● **GIVEN PROBLEM**
Return all lines of the material below that contain the word "every", copying each one unchanged.

● **TASK INPUT**
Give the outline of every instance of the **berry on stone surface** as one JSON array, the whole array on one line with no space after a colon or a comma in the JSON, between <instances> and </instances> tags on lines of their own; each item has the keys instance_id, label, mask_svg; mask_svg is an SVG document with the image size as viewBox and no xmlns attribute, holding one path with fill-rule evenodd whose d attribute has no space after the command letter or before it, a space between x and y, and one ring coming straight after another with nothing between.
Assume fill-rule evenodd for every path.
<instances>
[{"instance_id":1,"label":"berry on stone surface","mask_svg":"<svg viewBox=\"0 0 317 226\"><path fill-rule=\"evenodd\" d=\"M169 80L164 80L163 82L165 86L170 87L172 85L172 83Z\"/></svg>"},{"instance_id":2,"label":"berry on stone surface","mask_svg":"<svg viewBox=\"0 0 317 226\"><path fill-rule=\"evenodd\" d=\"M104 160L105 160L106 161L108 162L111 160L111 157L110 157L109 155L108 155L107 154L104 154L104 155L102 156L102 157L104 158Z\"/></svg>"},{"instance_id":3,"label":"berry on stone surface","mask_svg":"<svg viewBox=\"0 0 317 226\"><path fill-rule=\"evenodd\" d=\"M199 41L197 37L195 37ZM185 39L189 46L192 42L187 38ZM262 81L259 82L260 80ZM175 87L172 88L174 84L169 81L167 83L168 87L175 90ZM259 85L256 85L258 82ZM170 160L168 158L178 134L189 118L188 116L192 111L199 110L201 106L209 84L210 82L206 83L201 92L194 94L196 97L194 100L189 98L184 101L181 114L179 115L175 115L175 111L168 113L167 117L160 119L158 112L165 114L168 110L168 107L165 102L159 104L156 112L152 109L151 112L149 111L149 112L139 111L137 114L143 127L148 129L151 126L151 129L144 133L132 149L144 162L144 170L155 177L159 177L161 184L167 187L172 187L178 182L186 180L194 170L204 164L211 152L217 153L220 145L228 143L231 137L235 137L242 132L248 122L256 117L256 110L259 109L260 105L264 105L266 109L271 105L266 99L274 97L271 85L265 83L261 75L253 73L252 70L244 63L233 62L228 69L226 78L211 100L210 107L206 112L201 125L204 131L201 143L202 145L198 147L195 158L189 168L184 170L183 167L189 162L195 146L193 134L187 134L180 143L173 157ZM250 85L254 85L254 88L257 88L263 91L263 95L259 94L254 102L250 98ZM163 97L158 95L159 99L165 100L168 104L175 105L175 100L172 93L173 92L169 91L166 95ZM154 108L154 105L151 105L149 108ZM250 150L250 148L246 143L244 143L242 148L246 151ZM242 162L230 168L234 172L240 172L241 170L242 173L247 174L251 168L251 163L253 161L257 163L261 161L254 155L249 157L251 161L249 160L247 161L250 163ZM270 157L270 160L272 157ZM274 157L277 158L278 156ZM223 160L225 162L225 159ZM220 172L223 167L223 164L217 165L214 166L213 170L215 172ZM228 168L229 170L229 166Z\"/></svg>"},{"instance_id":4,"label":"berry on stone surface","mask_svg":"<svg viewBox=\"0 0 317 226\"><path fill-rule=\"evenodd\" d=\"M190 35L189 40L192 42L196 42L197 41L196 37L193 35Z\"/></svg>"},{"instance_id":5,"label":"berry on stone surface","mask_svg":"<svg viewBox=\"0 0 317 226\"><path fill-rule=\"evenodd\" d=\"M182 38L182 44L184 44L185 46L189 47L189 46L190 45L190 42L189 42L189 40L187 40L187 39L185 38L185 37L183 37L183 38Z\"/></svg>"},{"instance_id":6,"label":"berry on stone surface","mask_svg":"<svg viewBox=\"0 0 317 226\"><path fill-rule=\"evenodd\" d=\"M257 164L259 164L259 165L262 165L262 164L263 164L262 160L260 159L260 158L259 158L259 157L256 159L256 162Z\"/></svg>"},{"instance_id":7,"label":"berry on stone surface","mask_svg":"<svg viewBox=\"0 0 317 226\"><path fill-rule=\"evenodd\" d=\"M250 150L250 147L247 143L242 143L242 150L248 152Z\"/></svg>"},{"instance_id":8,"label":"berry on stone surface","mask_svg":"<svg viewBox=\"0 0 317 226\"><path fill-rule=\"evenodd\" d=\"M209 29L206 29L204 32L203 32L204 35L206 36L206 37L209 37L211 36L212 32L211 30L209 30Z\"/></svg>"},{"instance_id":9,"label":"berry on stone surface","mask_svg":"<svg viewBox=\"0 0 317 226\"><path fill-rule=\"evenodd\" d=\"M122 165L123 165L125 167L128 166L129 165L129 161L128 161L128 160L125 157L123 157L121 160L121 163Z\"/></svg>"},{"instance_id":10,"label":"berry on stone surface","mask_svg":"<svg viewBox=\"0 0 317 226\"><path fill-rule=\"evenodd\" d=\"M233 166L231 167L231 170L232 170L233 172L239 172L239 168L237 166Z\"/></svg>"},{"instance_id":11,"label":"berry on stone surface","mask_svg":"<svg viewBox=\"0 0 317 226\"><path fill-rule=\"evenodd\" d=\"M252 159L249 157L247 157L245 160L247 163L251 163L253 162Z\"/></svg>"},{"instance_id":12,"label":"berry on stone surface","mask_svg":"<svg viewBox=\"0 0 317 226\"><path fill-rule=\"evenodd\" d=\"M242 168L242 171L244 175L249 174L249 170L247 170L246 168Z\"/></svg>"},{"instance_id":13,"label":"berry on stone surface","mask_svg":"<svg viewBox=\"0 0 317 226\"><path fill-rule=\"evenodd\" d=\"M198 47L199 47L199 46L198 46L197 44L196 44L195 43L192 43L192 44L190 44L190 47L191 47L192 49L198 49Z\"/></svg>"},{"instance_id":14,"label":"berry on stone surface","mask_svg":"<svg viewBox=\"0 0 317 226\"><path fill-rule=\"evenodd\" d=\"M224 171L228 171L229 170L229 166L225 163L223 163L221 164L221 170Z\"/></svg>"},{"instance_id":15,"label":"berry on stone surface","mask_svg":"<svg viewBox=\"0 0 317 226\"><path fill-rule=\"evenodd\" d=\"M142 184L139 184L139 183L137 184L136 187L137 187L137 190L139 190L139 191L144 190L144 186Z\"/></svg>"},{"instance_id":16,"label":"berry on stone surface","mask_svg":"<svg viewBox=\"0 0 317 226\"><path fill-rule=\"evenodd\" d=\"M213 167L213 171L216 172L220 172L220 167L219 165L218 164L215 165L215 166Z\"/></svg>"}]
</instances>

● **CORRECT RESULT**
Give the outline of every instance of the **berry on stone surface** as one JSON array, the whole array on one line with no space after a colon or a comma in the JSON, between <instances> and </instances> tags on lines of their own; each item has the keys instance_id, label, mask_svg; mask_svg is an SVG document with the image size as viewBox and no xmlns attribute, holding one path with fill-rule evenodd whose d attribute has no space after the command letter or before it, a space between x and y, and one ring coming straight after another with nothing between.
Assume fill-rule evenodd for every path.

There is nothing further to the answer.